[[ Input records open ]]

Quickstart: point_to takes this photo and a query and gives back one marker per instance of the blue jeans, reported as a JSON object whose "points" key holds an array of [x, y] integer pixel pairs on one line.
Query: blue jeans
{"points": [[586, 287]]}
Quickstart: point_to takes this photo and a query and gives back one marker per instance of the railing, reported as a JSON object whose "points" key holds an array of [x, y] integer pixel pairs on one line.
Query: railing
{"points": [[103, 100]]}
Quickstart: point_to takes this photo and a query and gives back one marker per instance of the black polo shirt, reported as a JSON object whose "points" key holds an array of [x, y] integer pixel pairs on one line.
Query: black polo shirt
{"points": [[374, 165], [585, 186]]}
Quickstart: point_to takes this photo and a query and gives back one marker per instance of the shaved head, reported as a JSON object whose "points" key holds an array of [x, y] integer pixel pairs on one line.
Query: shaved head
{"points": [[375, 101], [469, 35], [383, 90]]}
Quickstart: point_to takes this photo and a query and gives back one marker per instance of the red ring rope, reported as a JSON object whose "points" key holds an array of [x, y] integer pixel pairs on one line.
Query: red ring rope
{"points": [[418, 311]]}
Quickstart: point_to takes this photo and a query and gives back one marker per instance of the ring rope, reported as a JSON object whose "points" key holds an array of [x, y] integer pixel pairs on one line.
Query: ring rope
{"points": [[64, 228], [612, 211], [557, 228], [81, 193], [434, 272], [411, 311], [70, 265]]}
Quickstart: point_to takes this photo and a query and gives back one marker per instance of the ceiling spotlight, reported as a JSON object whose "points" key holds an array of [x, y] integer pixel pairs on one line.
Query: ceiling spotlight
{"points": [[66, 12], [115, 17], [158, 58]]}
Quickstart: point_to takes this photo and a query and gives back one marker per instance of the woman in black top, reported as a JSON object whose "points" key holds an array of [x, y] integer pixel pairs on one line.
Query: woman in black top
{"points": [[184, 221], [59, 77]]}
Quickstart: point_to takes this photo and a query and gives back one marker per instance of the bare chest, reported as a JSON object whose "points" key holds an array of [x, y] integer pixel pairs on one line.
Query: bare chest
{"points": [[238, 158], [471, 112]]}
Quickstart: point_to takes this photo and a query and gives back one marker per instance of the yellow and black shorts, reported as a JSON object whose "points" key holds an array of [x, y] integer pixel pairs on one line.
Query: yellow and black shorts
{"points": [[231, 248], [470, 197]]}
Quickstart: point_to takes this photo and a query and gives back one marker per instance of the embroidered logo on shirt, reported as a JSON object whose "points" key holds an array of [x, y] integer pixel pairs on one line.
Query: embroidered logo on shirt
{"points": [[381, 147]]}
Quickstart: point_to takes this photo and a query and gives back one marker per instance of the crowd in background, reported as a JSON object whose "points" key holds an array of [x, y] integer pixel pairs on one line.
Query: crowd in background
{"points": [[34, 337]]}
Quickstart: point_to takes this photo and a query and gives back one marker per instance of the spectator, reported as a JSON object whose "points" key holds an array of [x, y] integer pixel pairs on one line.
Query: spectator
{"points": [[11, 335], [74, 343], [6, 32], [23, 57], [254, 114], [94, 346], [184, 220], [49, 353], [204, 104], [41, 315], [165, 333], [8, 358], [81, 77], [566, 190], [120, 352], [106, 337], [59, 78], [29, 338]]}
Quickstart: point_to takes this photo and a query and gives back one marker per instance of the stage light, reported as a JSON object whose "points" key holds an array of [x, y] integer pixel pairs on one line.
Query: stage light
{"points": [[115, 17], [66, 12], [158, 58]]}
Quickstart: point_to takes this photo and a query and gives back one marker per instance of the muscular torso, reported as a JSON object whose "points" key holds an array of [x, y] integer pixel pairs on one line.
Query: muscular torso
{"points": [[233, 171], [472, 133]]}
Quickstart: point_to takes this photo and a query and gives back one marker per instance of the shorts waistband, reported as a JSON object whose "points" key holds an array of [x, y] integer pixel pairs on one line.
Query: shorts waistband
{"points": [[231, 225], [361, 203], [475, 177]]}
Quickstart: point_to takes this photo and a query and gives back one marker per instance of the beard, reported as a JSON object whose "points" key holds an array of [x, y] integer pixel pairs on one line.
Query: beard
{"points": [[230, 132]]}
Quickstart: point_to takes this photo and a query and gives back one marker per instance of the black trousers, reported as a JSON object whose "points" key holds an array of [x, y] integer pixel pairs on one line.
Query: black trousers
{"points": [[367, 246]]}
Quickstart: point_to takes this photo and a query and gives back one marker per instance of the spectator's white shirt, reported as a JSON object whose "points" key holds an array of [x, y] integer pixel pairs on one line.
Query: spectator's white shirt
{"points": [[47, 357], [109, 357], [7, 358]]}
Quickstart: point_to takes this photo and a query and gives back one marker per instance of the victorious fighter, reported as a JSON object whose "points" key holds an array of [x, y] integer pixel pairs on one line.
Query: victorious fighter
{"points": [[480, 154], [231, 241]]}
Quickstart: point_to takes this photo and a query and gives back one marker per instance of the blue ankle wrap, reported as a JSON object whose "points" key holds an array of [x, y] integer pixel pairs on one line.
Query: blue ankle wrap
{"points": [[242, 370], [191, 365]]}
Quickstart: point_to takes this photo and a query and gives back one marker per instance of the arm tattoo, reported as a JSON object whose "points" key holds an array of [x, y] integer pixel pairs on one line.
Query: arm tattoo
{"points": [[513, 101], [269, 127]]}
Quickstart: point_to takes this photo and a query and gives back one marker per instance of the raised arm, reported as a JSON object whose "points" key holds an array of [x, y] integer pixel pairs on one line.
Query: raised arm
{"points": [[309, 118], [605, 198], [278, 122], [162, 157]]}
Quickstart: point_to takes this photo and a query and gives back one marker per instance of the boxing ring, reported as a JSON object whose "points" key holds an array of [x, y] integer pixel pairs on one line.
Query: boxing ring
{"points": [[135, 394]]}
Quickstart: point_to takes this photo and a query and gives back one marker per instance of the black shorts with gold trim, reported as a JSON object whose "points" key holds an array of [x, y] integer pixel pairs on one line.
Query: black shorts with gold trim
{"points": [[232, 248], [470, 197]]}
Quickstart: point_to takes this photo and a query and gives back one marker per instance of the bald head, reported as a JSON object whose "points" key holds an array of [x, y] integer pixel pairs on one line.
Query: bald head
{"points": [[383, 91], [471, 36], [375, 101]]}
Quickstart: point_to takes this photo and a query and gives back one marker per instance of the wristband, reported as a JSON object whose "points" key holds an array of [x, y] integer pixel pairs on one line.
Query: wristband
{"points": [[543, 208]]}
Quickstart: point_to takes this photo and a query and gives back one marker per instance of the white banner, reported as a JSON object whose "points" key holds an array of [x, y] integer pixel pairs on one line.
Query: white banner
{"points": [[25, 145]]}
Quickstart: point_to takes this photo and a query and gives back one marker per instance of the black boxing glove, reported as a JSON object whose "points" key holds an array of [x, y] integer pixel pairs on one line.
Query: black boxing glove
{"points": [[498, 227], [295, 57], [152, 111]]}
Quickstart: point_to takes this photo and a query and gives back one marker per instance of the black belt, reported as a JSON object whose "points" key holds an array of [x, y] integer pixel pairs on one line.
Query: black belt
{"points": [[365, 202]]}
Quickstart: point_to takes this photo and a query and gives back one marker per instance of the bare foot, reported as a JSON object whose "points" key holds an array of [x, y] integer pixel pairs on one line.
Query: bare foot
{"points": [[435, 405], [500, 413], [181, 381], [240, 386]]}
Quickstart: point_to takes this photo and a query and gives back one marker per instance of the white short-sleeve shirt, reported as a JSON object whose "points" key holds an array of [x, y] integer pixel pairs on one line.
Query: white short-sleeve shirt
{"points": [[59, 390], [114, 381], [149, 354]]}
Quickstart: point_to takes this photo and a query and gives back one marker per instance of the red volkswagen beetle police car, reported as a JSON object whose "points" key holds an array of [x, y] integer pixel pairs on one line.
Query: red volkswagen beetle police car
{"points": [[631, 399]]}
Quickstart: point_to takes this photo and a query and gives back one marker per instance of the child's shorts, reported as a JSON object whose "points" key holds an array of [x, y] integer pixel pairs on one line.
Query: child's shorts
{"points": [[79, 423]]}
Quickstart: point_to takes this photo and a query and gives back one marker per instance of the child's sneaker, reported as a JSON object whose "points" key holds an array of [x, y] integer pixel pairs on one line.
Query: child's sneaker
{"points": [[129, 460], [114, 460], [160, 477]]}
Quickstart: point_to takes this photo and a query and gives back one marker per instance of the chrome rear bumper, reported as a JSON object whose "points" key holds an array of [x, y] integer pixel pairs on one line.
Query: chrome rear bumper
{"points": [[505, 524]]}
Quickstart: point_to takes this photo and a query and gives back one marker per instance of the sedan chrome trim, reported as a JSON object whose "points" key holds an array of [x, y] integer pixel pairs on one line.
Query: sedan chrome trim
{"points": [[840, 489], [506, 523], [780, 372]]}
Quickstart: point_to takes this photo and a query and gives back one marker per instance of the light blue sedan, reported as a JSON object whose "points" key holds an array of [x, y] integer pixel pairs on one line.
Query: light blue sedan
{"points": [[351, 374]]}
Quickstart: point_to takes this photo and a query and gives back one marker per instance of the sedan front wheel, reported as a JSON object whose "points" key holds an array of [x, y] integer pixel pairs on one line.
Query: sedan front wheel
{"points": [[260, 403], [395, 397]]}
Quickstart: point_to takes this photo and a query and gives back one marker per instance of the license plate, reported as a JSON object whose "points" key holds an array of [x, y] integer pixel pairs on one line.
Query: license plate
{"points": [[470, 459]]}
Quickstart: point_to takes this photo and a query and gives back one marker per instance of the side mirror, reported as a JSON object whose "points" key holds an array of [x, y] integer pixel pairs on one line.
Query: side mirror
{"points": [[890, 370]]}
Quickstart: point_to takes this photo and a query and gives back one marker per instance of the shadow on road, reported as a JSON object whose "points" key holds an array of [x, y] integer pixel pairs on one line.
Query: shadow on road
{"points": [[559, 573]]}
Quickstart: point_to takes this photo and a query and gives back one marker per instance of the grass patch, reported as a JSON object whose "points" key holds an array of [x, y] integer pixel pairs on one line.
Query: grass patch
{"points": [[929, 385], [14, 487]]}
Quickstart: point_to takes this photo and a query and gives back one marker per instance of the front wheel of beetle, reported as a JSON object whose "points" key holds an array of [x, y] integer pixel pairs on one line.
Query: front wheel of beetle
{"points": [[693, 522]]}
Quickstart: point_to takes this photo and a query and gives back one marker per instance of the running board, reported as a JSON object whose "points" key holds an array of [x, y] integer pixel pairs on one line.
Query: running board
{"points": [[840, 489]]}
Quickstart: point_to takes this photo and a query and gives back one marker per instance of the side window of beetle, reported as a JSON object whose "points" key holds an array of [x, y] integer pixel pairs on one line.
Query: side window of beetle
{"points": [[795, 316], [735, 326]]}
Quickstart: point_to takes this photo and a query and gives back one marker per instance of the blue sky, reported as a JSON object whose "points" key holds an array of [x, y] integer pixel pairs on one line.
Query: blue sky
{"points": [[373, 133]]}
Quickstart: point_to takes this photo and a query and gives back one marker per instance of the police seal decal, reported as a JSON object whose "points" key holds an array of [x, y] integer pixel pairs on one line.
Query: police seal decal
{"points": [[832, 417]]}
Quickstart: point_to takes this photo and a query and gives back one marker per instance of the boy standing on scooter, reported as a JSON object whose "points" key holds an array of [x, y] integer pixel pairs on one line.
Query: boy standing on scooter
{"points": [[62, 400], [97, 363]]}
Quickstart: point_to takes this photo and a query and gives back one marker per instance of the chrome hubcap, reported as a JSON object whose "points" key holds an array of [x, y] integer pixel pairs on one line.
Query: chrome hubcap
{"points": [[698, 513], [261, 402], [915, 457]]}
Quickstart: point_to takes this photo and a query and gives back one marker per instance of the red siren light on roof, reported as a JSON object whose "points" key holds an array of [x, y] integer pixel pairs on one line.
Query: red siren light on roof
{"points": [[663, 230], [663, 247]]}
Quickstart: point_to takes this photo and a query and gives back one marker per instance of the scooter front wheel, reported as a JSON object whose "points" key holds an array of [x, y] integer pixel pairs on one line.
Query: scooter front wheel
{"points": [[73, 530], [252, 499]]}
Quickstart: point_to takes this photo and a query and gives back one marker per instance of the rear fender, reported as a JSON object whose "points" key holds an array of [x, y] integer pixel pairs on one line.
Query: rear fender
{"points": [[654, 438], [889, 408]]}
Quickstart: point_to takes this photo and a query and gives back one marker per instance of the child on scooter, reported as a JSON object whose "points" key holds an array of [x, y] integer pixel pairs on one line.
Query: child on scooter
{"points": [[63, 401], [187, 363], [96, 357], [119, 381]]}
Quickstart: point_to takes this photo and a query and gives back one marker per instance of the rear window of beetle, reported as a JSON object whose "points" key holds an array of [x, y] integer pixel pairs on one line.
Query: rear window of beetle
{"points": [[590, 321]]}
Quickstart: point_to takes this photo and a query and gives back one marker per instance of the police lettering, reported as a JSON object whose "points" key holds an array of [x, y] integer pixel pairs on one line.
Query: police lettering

[[ Input records closed ]]

▶ **Prompt**: In the records, locate each line holding the string "lettering" and copy it.

▶ **Response to the task**:
Quickstart: point_to takes this photo and a query and gives back one marker per instance of the police lettering, reported as a JSON object whose "points" key holds an array of [x, y] integer pixel pairs on one line.
Query: police lettering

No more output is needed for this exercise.